= Document excerpt =
Bergamo, Creberg Foundation restores altarpieces by Simone Peterzano, master of Caravaggio


As we anticipated last month, the Credito Bergamasco Foundation continues its operations in favor of art and presents the restoration of two important altarpieces by Simone Peterzano (Venice, 1535 - Milan, 1599), a pupil of Titian and master of Caravaggio. Not only that: from October 4 to 31, 2019, a double event is staged in Bergamo, as the new edition of the Great Restorations project (dedicated, precisely, to Peterzano) is accompanied by the exhibition The Mirror of the City.

As far as restoration is concerned, the Creberg Foundation, which for about a decade has been engaged in an intense program of interventions aimed at safeguarding notable works of artistic heritage that are fundamental to the communities to which they belong. For this edition of Grandi Restauri, the Foundation has undertaken to carry out, at its own care and expense, the restoration of two monumental Milanese works by Simone Peterzano (who, moreover, will be the protagonist of a monographic exhibition Accademia Carrara is working on for spring 2020), both from the church of San Barnaba in the Lombard capital.



The restoration of the first altarpiece, The Miracle of Saints Paul and Barnabas in Listri, is being carried out entirely at the Sala Consiglio of Palazzo Creberg, where the work has already been taken: the public will be able to witness the operations from October 4 to 31, 2019, and for the occasion will also be able to admire some paintings by Palma il Giovane (Jacopo Negretti; Venice, 1544 - 1628), which come from a number of Bergamasque parishes and are also featured in the Grandi Restauri project for the second half of 2019. For the second work, The Call to the Mission of Saints Paul and Barnabas, the consolidation and cleaning phases will take place at Palazzo Creberg from November 2019 to January 2020, and these will then be followed by a final phase of pictorial restoration.

“The Fondazione Credito Bergamasco, in a logic of collaboration with virtuous subjects, aims to stimulate the curiosity of the general public about the figure and work of Simone Peterzano in anticipation of the Accademia Carrara exhibition,” explains Angelo Piazzoli, Secretary General of Fondazione Creberg and creator of the Grandi Restauri project. "The opportunity to present the works in the Church of San Barnaba will make people touch the pictorial quality and will be very useful in the popularization, also through free guided tours and cultural events, of an excellent artist who, although of great quality, is not known as much as he deserves. To date, our Foundation has supported countless restorations of masterpieces from museums, parishes, and institutions, gaining an important role in protecting the historical and artistic heritage in the area, thereby securing many works in need of care and presenting them to the public once they have been restored. Among these, the restorations of numerous paintings (among the best-known authors we can mention Lorenzo Lotto, Giovan Battista Moroni, Moretto, Alessandro Allori, Palma il Vecchio, Romanino, Paris Bordon, Giovan Paolo Cavagna, Andrea Previtali, Antonio Campi, Francesco and Leandro Bassano) were carried out directly in the Council Chamber of Palazzo Creberg in Bergamo and, before being returned to the communities to which they belong restored to their original splendor, they became the object of admiration and in-depth study by our guests, in an incessant activity of dissemination."

= Data segment =
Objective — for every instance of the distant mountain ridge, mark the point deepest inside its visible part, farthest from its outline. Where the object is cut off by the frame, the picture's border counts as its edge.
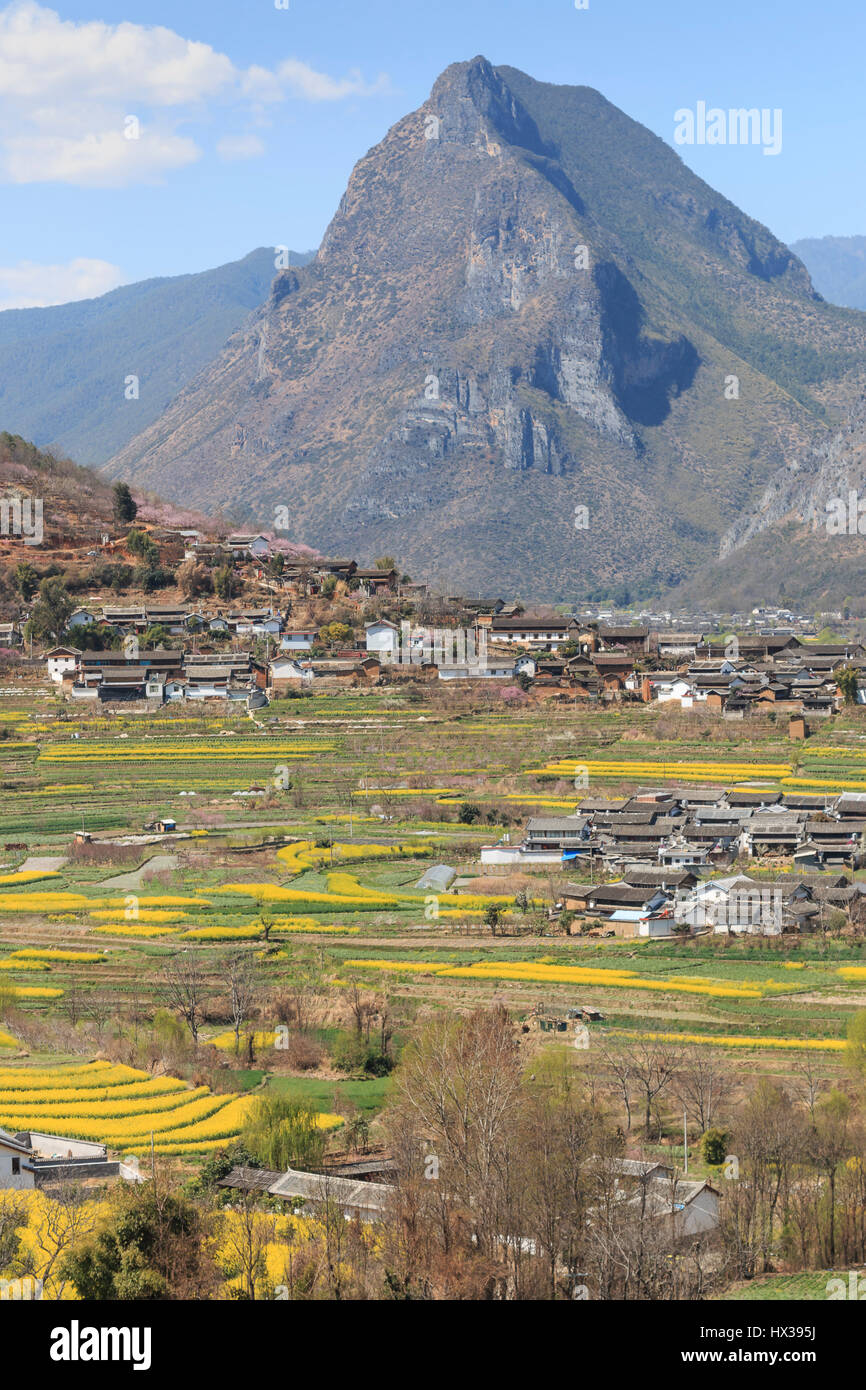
(837, 266)
(533, 344)
(63, 369)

= Work instructions =
a) In the article on the restoration of the Peterzano altarpieces, when will the consolidation and cleaning of The Call to the Mission of Saints Paul and Barnabas take place at Palazzo Creberg?
b) Continue the article on the restoration of the Peterzano altarpieces, starting after its last sentence.

= The responses =
a) From November 2019 to January 2020.

b)
Entrusted by the Creberg Foundation to carry out the interventions, restorer Delfina Fagnani(Studio Sesti Restauri) emphasizes that “the conservative recovery of these two great works, among the most significant of this artist’s works, promises to be first and foremost an absolutely singular and stimulating opportunity in favor of a path of study and knowledge that will be able to contribute in bringing to light, through a dense collection of data, the technical methods of realization of this artist known as very scrupulous in drawing and so close, declaring himself his disciple, to Titian’s chromatics, but also as an important source of technical inspiration for his pupil Caravaggio. The state of preservation is also exceptional, with these two paintings still in their original state as far as the support is concerned: the fabrics used by Simone Peterzano, of a fine, sturdy linen, have in fact never undergone any re-covering. The crowded depictions, which appear in a state of degradation and general heavy blurring, hint at a vivid Venetian chromaticism that can be recovered in legibility and refined original drafting.”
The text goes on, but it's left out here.